=== Exercises ===
• 1. In the article about Austin and Senate Bill Four, translate this sentence into Spanish: "Garza said the crackdown on the pro-immigrant movement is an assault on the concept of self-governance."
• 2. Do these statements agree with the article about Austin and Senate Bill Four? For each one, answer yes or no and quote the words of the article that decide it.
(a) Senate Bill Four requires all law enforcement agencies to cooperate with federal requests to hold individuals.
(b) Garza said the city council has broad powers over immigration.
(c) Austin has passed emergency funding for non-profits that benefit immigrants.
• 3. Extend the article about Austin and Senate Bill Four beyond its final sentence.

=== Provided text ===
☆ ☆ ☆

The other is about cooperating with federal law enforcement on immigration issues, the professor said.

“This goes back to these mandatory requests from the Department of Homeland Security to detain someone who is in state custody or local county custody longer than the state or county has an interest in that person and would be able to legally hold that person otherwise,” she added.

Senate Bill Four

Councilwoman Garza voiced concern over proposed state legislation that would punish municipalities that do not work with the federal government on immigration enforcement.

Senate Bill Four (SB4) bans “sanctuary city” policies and requires all law enforcement agencies to cooperate with federal officials’ requests to hold individuals while ICE further investigates their immigration status.

“The bill would prohibit municipalities, counties, campus police from having any policy or practice that would limit collection of immigration information, and limit the communication of that information between that local enforcement entity and federal immigration authorities,” Steglich said.

“For example, campus police could not have a policy on the books that says ‘when encountering or making an arrest, or responding to a scene, don’t ask about immigration status because it’s not relevant’. Something like that would be prohibited by the legislation.”

While US conservatives have always loathed federal oversight and advocated for local control, immigration seems to be an exception. After all, Austin is home of the Texas State Capitol, whose lawn showcases a monument honouring the confederacy’s struggle against the federal government after president Abraham Lincoln’s emancipation of slaves in 1963.

“Died for state rights,” the monument reads.

Garza said the crackdown on the pro-immigrant movement is an assault on the concept of self-governance.

“I’ve always found it ironic that the state gets mad at the federal government when it tries to encroach on it, but it’s okay when the state encroaches on local government. It just seems very hypocritical,” she said.

Jim Rigby said Trump is trying to paint immigrants as rapists and criminals (MEE/Ali Harb)

Amid fear of losing funding at the local level because of the sanctuary or welcoming attitude, Garza said principles should matter, even to those not directly affected by the crackdown on immigration.

“We have to hold the line on some things that are important to us; we are a country of immigrants,” she told MEE. “That’s how bullies get their way - they push a little bit and they push a little bit. If we don’t hold the line on these core values that we feel are important, then I don’t know what the point of being a public servant or having conviction and values is… That’s not the America I want to live in.”

Garza said the city council’s abilities are limited when it comes to immigration, but beyond the rhetoric, Austin has passed “emergency funding” for non-profits that benefit immigrants.

☆ ☆ ☆

=== Data lines ===
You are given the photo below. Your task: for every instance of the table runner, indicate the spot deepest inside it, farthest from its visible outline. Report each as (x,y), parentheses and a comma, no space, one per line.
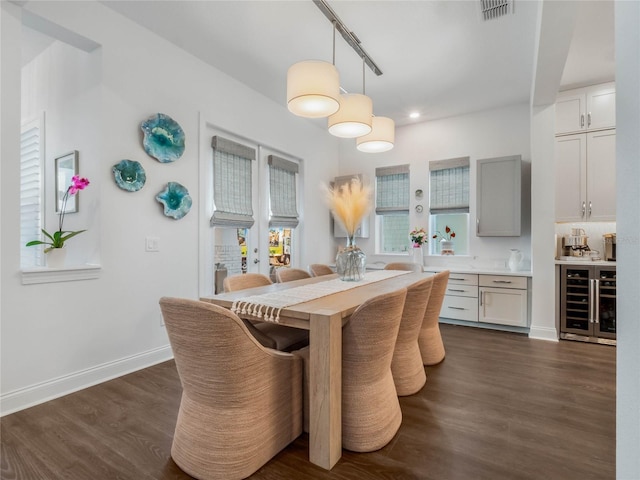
(268,306)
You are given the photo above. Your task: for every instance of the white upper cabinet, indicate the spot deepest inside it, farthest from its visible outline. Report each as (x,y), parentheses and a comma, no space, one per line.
(586,177)
(585,109)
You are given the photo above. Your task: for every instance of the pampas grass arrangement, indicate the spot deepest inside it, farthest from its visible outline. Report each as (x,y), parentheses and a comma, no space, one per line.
(349,203)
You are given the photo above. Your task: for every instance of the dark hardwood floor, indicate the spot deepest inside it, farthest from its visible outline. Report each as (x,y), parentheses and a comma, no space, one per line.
(500,407)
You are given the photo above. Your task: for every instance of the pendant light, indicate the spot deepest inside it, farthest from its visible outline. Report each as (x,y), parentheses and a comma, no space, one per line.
(313,87)
(354,117)
(381,138)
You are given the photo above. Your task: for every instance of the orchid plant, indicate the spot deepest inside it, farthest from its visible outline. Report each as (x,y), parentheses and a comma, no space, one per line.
(418,237)
(448,234)
(60,236)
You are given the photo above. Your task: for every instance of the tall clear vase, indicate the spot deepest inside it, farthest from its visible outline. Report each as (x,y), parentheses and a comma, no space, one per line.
(416,255)
(351,262)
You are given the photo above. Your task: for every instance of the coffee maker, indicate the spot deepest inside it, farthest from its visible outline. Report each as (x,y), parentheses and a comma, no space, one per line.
(609,247)
(575,244)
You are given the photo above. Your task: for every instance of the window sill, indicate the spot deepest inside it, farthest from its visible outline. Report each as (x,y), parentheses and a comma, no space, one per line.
(31,276)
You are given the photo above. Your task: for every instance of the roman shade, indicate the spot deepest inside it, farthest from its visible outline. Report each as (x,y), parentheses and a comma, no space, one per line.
(392,189)
(232,199)
(282,192)
(449,186)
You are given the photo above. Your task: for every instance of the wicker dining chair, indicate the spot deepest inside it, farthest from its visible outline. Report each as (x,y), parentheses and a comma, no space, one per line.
(319,269)
(288,274)
(430,339)
(241,403)
(408,266)
(371,413)
(406,366)
(271,335)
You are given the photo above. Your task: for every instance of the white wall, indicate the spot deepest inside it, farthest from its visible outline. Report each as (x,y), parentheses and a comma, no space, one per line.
(58,337)
(627,18)
(494,133)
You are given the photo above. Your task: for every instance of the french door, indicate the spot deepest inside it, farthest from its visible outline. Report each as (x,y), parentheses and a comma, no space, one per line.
(263,247)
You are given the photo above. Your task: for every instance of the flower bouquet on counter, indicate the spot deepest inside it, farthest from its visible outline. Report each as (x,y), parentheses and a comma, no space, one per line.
(57,239)
(446,240)
(418,237)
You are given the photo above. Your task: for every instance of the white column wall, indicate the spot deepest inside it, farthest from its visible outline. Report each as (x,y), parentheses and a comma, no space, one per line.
(627,19)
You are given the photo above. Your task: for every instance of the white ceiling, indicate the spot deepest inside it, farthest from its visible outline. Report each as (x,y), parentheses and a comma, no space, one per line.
(438,57)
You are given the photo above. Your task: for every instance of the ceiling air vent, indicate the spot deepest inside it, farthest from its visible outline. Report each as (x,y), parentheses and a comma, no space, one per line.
(495,8)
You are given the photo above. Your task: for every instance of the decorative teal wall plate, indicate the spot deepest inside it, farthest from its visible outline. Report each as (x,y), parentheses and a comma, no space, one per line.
(129,175)
(176,200)
(163,138)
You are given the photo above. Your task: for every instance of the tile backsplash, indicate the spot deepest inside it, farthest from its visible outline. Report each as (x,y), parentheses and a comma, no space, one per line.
(593,230)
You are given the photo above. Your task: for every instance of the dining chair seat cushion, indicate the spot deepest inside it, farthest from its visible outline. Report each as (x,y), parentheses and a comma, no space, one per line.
(285,339)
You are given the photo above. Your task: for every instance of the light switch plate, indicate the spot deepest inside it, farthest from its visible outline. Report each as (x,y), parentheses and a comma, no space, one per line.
(152,244)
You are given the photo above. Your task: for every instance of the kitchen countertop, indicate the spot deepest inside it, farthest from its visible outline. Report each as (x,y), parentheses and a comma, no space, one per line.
(479,271)
(599,263)
(463,269)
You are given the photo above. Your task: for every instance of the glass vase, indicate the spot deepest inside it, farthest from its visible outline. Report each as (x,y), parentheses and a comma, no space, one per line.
(56,257)
(351,262)
(416,255)
(446,247)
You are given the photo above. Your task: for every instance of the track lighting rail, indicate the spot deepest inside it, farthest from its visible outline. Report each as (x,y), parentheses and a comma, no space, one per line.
(347,34)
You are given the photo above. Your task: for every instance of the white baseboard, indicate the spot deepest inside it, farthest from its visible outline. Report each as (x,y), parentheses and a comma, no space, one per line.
(543,333)
(43,392)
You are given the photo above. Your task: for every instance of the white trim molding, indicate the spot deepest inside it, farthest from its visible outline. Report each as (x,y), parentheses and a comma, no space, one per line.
(543,333)
(31,276)
(32,395)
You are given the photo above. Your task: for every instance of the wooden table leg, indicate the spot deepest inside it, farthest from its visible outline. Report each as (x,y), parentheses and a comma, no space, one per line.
(325,389)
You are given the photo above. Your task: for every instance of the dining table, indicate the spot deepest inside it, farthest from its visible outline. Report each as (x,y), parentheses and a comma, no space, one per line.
(324,315)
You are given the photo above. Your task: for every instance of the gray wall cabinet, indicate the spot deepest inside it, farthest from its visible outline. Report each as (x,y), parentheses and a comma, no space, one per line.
(498,207)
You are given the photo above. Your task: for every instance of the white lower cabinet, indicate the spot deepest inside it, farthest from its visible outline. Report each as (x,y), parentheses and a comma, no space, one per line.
(495,299)
(503,300)
(461,299)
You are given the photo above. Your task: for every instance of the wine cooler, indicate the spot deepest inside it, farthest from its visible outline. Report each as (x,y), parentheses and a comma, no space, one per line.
(588,303)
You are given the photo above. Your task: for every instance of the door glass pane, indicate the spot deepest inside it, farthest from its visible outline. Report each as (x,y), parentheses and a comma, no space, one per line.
(279,247)
(242,241)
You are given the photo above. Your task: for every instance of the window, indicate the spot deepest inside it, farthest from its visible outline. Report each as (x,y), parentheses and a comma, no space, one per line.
(30,193)
(232,188)
(449,202)
(283,208)
(283,200)
(392,208)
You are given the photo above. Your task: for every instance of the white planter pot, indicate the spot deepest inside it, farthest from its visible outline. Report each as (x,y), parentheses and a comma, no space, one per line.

☆ ☆ ☆

=== Answers provided ===
• 1. Garza dijo que la represión contra el movimiento proinmigrante es un ataque al concepto de autogobierno.

• 2.
(a) Yes: "requires all law enforcement agencies to cooperate with federal officials’ requests to hold individuals while ICE further investigates their immigration status"
(b) No: "the city council’s abilities are limited when it comes to immigration"
(c) Yes: "Austin has passed “emergency funding” for non-profits that benefit immigrants"

• 3.
The councilwoman said creating an atmosphere of fear among undocumented immigrants is “just bad public policy”, because it discourages people from turning to the police when they need help.

Resistance to bill

Indeed, last month, ICE agents arrested an alleged victim of domestic violence outside a courthouse in El Paso, Texas, after she had turned to the legal system for help.

By early March, more than 50 undocumented immigrants, including many in Garza’s district, had been detained in ICE raids.

“It’s heartbreaking when you think of the effect [of] families being torn apart, and families being in fear. I’ve heard of stories of families locking themselves in their rooms and not sending their children to school,” she said.

However, several groups, including the state Democratic Party, have organised opposition towards SB4.

Manny Garcia, the Texas Democratic Party’s deputy executive director, said more than 1,000 people have testified against the bill.

“Hundreds sat down and gave testimony against the bill while others sent in written testimony and signed up against the bill,” Garcia told MEE. 

“We have heard from law enforcement officials in Texas’ largest cities who have said this is not the best way to keep people safe. They have said that they don’t want local police officers or sheriff deputies turned into immigration agents.”

Church sanctuary

Some faith leaders in Texas have been at the forefront of the sanctuary movement. Jim Rigby opened the doors of Austin’s St Andrews Presbyterian as a literal sanctuary for a Guatemalan asylum seeker and her son.

What the leadership in this country has done is make universal human rights and environmentalism partisan issues, which is insane

- Jim Rigby, pastor

Rigby said Washington’s policies have destabilised Central American nations and pushed people to flee to the southern US border.

“People come to our border and we view them as criminals,” Rigby told MEE. “But to me, this is like setting someone’s house on fire and then arresting them when they run to your backyard.”

He said many refugees have the “mistaken idea” that the United States believes what it says on the Statue of Liberty about welcoming those who seek freedom.

Rigby said the Trump administration is going through the lives of millions of people with a “fine tooth comb” to find stories in immigrant communities and paint the entire group as bad.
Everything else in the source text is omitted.